▶ [TEXT FOR ANALYSIS]
···

Dr. Pilar Martinez

Dr. Pilar Martinez is Associate Professor at the Department of Psychiatry and Psychology, Division Neuroscience at the School for Mental Health and Neuroscience at Maastricht University. She is the PI of several European grants examining autoimmunity and neuroinflammation with special focus in neurodegenerative diseases and its relationship with the sphingolipid metabolism.

She started her scientific career during her undergraduate studies. In 1996 she worked as a trainee at the Department of Evolution Genetics in the University of Valencia, Spain. In 1997 she was awarded two fellowships from the Cytological Research Institute (FVIB) of Valencia, Spain and from the “Generalitat Valenciana” (county government Valencia) to study a PhD at the Department of Molecular Pathology in FVIB. During this period she was granted a scientist-personnel training fellowship supported by the Spanish government for research at the Sackler School of Medicine at Tufts University in Boston, Massachusetts. During the last year of my PhD she was awarded a 1 year Marie Curie fellowship from the European Graduate School of Neuroscience (EURON), Maastricht University, the Netherlands.

In December 2003 she received a Cum Laude PhD title at the University of Valencia and started working as a postdoctoral researcher at the Department of Neuroscience, School of Mental Health and Neuroscience, University of Maastricht, the Netherlands. During these years she has received national and international competitive funding and started the research group Nervous System Neuroinflammation and Autoimmunity.

Dr. Martinez’ contribution to science focuses partly on the ceramide tranporter protein (CERT), [the only protein with the ability to transfer ceramide to membranes and to transport it] that is present in amyloid plaques of Alzheimer’s disease brain tissue. CERT interacts with both amyloid beta and serum amyloid P component. Additionally her research group identified this protein as a receptor for C1q in the surface of damaged cells. The interaction CERT-C1q was shown to lead to activation of the classical complement pathway. Additionally, they have demonstrated in rats that fetal asphyxia at birth induces persistent changes in the ceramide metabolism in the adult brain. Furthermore, she is involved in research projects focused on the understanding of neuroinflammation in neurodegenerative diseases. These projects range from innate immunity to inflammation and lipid metabolism in central nervous system neurodegenerative diseases.

···

▶ [SUPPLIED DATA]

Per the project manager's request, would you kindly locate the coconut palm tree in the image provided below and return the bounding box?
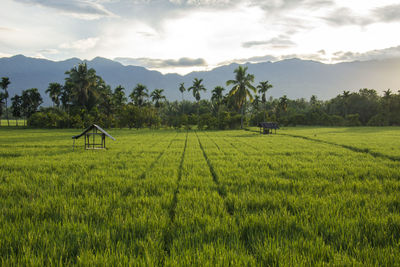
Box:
[257,81,273,121]
[179,83,186,114]
[0,77,11,126]
[129,83,149,107]
[211,86,225,113]
[150,89,166,108]
[65,63,99,110]
[11,95,22,126]
[46,83,62,107]
[342,91,351,117]
[279,95,288,112]
[188,78,206,119]
[226,66,257,129]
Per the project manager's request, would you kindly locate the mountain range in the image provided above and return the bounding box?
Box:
[0,55,400,106]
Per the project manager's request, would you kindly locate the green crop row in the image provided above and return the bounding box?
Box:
[0,128,400,266]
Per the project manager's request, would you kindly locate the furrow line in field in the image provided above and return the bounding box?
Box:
[236,138,259,151]
[224,140,249,156]
[195,132,233,215]
[204,132,226,156]
[139,134,178,179]
[161,132,188,258]
[280,133,400,161]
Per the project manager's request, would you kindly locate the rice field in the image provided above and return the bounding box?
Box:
[0,127,400,266]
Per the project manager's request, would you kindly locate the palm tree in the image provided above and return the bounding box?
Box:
[11,95,22,126]
[279,95,288,112]
[257,81,273,121]
[342,91,351,117]
[188,78,206,120]
[150,89,166,108]
[129,83,149,107]
[211,86,225,113]
[0,77,10,126]
[226,66,257,129]
[179,83,186,114]
[65,63,99,110]
[46,83,62,107]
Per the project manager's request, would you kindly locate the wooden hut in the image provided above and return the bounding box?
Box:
[258,122,279,134]
[72,124,115,149]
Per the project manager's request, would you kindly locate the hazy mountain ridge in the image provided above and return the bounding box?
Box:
[0,55,400,105]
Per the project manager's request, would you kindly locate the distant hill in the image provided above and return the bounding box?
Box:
[0,55,400,105]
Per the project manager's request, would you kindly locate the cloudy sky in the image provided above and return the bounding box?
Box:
[0,0,400,73]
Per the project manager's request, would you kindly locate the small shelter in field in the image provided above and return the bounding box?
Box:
[258,122,279,134]
[72,124,115,149]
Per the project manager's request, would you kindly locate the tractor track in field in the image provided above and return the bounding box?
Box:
[139,134,178,179]
[161,132,188,260]
[279,133,400,162]
[195,132,272,258]
[204,132,227,156]
[195,132,233,216]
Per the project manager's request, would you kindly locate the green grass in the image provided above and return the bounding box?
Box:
[0,119,26,126]
[0,128,400,266]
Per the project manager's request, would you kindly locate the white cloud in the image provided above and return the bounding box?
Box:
[60,37,100,52]
[15,0,114,20]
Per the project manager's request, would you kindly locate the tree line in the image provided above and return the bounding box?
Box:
[0,63,400,129]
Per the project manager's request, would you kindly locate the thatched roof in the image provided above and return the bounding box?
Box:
[72,124,115,141]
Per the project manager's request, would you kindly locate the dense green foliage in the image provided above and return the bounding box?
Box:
[0,128,400,266]
[0,63,400,129]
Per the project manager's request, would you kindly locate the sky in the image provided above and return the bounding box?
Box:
[0,0,400,74]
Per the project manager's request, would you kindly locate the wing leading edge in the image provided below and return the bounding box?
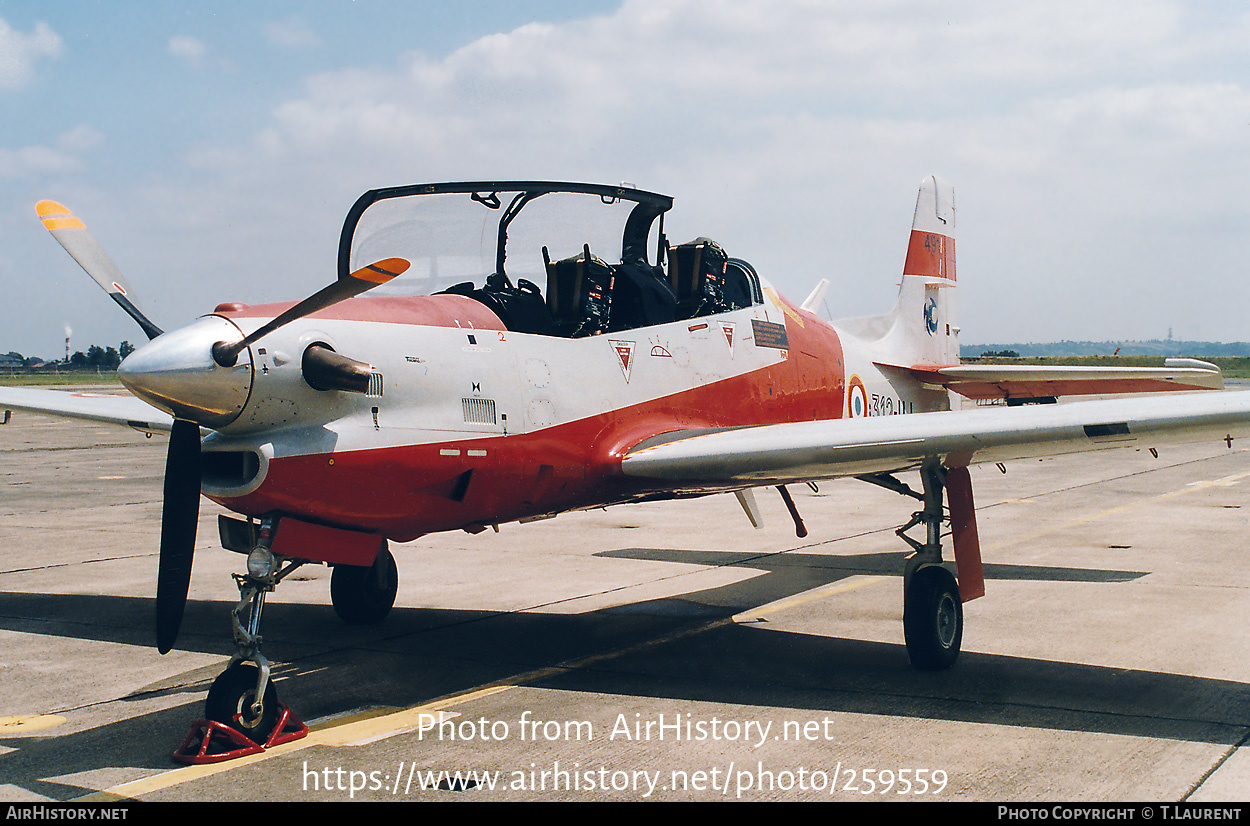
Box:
[0,387,174,434]
[621,391,1250,490]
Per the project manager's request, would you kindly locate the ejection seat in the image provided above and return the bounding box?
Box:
[543,245,615,339]
[669,237,734,319]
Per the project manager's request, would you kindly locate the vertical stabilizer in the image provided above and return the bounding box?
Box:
[903,175,955,282]
[894,176,959,365]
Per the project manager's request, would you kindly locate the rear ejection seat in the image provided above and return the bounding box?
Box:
[543,245,615,339]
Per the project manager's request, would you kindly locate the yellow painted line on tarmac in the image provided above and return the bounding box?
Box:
[70,685,514,802]
[0,714,65,737]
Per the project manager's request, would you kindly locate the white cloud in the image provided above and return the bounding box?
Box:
[0,17,64,90]
[169,35,209,66]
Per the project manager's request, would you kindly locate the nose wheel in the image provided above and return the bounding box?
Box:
[204,662,278,744]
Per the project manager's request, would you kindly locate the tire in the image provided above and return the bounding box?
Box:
[204,662,278,746]
[903,565,964,671]
[330,540,399,625]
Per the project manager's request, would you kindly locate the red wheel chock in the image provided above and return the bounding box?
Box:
[174,702,309,766]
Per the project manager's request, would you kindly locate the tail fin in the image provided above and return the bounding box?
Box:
[894,176,959,365]
[838,176,959,367]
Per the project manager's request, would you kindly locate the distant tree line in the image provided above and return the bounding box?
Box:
[0,341,135,370]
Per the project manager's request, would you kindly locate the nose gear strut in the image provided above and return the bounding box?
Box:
[174,517,309,764]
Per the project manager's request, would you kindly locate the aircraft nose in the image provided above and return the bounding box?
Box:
[118,316,253,427]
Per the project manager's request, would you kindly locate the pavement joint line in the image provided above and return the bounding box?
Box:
[733,575,898,622]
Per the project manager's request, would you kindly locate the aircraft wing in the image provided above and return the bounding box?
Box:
[879,359,1224,399]
[0,387,174,432]
[621,391,1250,490]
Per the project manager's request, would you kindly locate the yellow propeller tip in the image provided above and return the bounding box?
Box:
[35,201,74,217]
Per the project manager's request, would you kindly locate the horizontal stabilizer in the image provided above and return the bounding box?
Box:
[621,391,1250,491]
[878,359,1224,399]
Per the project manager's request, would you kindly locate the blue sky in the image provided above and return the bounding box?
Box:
[0,0,1250,356]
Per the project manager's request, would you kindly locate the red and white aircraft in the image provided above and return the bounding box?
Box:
[0,179,1250,742]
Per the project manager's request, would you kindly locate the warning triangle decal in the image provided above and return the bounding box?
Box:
[608,339,634,384]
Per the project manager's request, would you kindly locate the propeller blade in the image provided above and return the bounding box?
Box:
[35,201,163,339]
[213,259,413,367]
[156,419,200,654]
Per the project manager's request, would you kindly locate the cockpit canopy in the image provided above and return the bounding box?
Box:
[339,181,761,337]
[339,181,673,295]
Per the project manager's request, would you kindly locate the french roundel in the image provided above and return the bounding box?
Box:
[846,376,868,419]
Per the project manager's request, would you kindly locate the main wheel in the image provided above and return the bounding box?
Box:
[330,540,399,625]
[204,662,278,745]
[903,565,964,671]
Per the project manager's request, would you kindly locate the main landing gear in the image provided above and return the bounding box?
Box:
[861,460,964,671]
[330,540,399,625]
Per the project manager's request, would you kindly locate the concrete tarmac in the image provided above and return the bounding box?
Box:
[0,404,1250,801]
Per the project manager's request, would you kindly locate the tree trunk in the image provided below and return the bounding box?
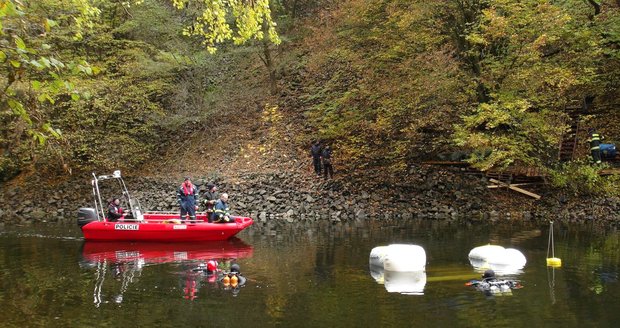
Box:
[261,23,278,96]
[588,0,601,16]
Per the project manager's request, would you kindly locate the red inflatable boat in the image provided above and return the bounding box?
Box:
[77,171,254,242]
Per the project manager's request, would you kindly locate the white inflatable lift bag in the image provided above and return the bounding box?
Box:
[469,245,527,274]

···

▶ [TASKS TO COMPLETE]
1: Transcribe the passage of the Pilar Martinez profile starting with "She started her" and going on through "University, the Netherlands.".
2: According to the Pilar Martinez profile, what was the interaction between CERT and C1q shown to lead to?

▶ [YOUR WRITTEN ANSWERS]
1:
She started her scientific career during her undergraduate studies. In 1996 she worked as a trainee at the Department of Evolution Genetics in the University of Valencia, Spain. In 1997 she was awarded two fellowships from the Cytological Research Institute (FVIB) of Valencia, Spain and from the “Generalitat Valenciana” (county government Valencia) to study a PhD at the Department of Molecular Pathology in FVIB. During this period she was granted a scientist-personnel training fellowship supported by the Spanish government for research at the Sackler School of Medicine at Tufts University in Boston, Massachusetts. During the last year of my PhD she was awarded a 1 year Marie Curie fellowship from the European Graduate School of Neuroscience (EURON), Maastricht University, the Netherlands.

2: Activation of the classical complement pathway.